В поле зрения КГБ Павловский попал, вернувшись из глухого украинского села Бирносова, где ему пришлось поработать учителем — без этого на истфаке неудобному студенту отказались выдать диплом (Павловский протестовал, сидя на полу в деканате, — это не помогло). О злополучном «Архипелаге» его расспрашивали два одесских чекиста: один представился «Александром Сергеевичем», другой — «Николаем Васильевичем» (Гоголь с детства был одним из любимых писателей Павловского). Позже, объясняя, почему он стал давать показания на Игрунова, он объяснял, что «в таких случаях из человека лезет тайный неадекват» — и в его случае это выразилось в недоверии к либералу: как ему казалось, тот и сам «мог запросто сдать». Самому Павловскому вынесли только официальное предостережение — «профилактировали».
На следующее утро после того, как Игрунова увезли на допрос в КГБ, его жена столкнулась с Павловским у молочной кухни, расположенной рядом с их домами: у Игрунова был полуторагодовалый ребенок, у Павловского только-только родился сын. Когда жена Игрунова рассказала, что мужа забрали, Павловского это почему-то шокировало — он словно не ожидал, что этим кончится. Он пришел каяться к Игрунову, которого временно отпустили домой. Они отправились гулять, разговаривали несколько часов — и решили, что Павловский прекратит давать показания, а на суде откажется от того, что уже сказал чекистам.
Так он и сделал: на заседании в марте 1976 года судья зачитала его показания, но он от них отказался — и из дела их пришлось исключить. Игрунов в итоге провел несколько месяцев в психбольнице на Слободке, где его даже навещали друзья. По тем временам это был «курорт».
###
▶ **ПРОВЕРЬТЕ ПОНИМАНИЕ**
**A)** Кратко перескажите абзац текста о Павловском, начинающийся словами «На следующее утро после того», и сохраните его главные факты.
**B)** Ответьте на вопросы по тексту о Павловском:
(i) Кем Павловскому пришлось поработать в украинском селе, прежде чем ему выдали диплом?
(ii) Что вынесли самому Павловскому после допросов?
(iii) Когда проходило заседание, на котором Павловский отказался от своих показаний?
**C)** Дословно перепишите часть текста о Павловском: начните со слов «На следующее утро» и закончите словами «уже сказал чекистам.».
###
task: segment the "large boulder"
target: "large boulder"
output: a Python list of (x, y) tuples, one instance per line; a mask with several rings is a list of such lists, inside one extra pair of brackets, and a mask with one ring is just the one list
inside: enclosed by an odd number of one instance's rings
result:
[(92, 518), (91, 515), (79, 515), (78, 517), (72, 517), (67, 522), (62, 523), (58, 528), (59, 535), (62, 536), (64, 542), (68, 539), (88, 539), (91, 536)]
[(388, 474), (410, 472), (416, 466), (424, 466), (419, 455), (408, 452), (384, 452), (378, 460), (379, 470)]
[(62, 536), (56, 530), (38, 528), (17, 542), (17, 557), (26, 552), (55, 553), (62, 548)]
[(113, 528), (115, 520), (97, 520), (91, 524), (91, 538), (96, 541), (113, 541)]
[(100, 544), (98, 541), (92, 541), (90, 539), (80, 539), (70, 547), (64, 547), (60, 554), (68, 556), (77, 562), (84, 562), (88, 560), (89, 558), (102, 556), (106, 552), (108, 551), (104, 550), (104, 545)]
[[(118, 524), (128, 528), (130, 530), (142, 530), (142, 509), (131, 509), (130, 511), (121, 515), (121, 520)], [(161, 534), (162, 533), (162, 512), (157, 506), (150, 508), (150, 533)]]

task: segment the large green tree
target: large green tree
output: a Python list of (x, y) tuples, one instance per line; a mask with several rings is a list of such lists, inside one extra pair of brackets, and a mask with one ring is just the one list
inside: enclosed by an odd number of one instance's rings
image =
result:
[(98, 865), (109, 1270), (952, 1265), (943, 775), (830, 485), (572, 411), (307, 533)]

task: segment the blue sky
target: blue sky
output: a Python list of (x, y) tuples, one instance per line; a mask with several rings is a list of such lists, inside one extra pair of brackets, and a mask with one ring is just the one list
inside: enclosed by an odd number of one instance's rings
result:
###
▶ **РЕШЕНИЯ ЗАДАНИЙ**
**A)** Наутро после того, как Игрунова увезли на допрос в КГБ, его жена встретила Павловского у молочной кухни рядом с их домами. Весть об аресте почему-то шокировала Павловского, и он пришел каяться к Игрунову, которого временно отпустили домой. Они несколько часов проговорили на прогулке и решили, что Павловский прекратит давать показания, а на суде откажется от уже сказанного чекистам.

**B)**
(i) Учителем.
(ii) Только официальное предостережение.
(iii) В марте 1976 года.

**C)**
На следующее утро после того, как Игрунова увезли на допрос в КГБ, его жена столкнулась с Павловским у молочной кухни, расположенной рядом с их домами: у Игрунова был полуторагодовалый ребенок, у Павловского только-только родился сын. Когда жена Игрунова рассказала, что мужа забрали, Павловского это почему-то шокировало — он словно не ожидал, что этим кончится. Он пришел каяться к Игрунову, которого временно отпустили домой. Они отправились гулять, разговаривали несколько часов — и решили, что Павловский прекратит давать показания, а на суде откажется от того, что уже сказал чекистам.